- Task statement -
Establish how many lines in the material below include the word "pillar", then give the count alone.

-- Opening Marker --

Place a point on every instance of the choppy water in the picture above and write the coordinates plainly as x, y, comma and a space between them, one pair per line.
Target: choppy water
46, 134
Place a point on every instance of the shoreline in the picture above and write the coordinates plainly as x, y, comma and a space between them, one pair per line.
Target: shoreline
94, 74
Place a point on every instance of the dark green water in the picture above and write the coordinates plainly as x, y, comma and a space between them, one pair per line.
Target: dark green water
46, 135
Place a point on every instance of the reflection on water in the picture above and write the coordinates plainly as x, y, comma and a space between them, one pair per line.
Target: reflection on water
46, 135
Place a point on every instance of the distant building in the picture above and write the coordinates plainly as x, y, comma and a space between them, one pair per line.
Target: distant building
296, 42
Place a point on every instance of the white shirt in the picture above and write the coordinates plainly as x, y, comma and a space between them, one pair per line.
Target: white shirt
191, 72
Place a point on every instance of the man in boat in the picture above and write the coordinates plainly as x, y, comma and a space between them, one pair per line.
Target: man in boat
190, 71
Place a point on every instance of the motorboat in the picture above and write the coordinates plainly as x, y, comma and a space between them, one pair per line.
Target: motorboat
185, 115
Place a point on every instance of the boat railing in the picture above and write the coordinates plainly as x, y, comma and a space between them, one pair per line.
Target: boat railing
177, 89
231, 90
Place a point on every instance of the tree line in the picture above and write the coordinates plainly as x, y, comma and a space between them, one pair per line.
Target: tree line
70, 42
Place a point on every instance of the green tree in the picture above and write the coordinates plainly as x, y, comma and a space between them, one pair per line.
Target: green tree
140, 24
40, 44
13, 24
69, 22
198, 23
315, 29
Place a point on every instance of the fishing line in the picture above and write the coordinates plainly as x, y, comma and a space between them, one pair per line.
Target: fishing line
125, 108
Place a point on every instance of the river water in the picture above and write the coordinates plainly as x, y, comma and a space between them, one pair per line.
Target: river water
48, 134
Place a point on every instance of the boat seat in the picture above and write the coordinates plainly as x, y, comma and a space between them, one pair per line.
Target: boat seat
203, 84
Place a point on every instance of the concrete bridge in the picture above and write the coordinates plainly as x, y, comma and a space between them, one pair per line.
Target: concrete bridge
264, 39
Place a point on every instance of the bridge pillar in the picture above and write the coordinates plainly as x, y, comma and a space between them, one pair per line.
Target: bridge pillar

-- Closing Marker --

- Exercise solution -
2